__TEXT SHOWN__:
I got to see monkeys on my birthday!

So the evening before, our friend, Sydney decided to come for a visit. He had some business to take care of in town and came here to sleep for the night, and of course chat a bit. When he found out it was my birthday the following day he said I would be a baby again. Then I mentioned that I was planning to wake up in the morning and make breakfast, his response was that I couldn’t do that because I was a baby again and babies don’t know how to make breakfast. Fine with me, David could cook then.

Of course, my birthday breakfast of egg surprise, breakfast potatoes, and tea was lovely. Then we were off to Malingunde to visit the CCAP youth camp, meet with the pastor and take pictures of the school for the blind to send to the mission team who is doing some work there in June. Naturally, we had a quality meeting and then when we were leaving Malingunde CCAP I noticed some monkeys walking around. Pretty fun.

We made it back to the house for a few minutes and then we went off to meet with a friend about our upcoming camping trip. Exciting.

For dinner, Vasco and Mada got a few people from their church together to have a birthday dinner for me. Again, the baby thing, I couldn’t possibly make my own dinner! Besides Vasco and Mada, I had only met the other people one time and they opened their home to us. It was some good fellowship and quite a blessing that our friends here would take their time to prepare a delicious meal. We were able to relax and laugh together which is so fun. There was a gift, a card, and they even had a birthday cake!

__PROVIDED DATA__:
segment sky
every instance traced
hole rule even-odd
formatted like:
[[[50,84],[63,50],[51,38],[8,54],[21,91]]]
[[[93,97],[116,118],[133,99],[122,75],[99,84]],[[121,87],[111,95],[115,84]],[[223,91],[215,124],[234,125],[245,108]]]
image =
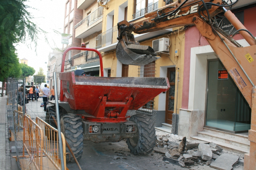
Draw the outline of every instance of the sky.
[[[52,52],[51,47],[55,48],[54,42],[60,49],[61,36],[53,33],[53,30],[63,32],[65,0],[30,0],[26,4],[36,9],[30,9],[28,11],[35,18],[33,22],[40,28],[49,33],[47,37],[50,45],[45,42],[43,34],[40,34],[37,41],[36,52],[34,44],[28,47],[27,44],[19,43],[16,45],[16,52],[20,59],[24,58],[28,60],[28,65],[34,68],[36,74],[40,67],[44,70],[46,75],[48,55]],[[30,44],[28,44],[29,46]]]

__TASKS TO COMPLETE__:
**1.** List every person named in the birthday text.
**2.** In the records, from their start through the line containing "Draw the outline", change "instance" to "occurrence" and give those lines back with nothing else altered. Leave out the picture.
The records and the birthday text come from unrelated sources.

__TASK-BY-TASK SOLUTIONS__:
**1.** Sydney, David, Vasco, Mada

**2.**
segment sky
every occurrence traced
hole rule even-odd
formatted like:
[[[50,84],[63,50],[51,38],[8,54],[21,91]]]
[[[93,97],[116,118],[133,99],[122,75],[99,84]],[[121,87],[111,95],[115,84]],[[223,91],[215,124],[234,125],[245,108]]]
image =
Draw the outline of every occurrence of the sky.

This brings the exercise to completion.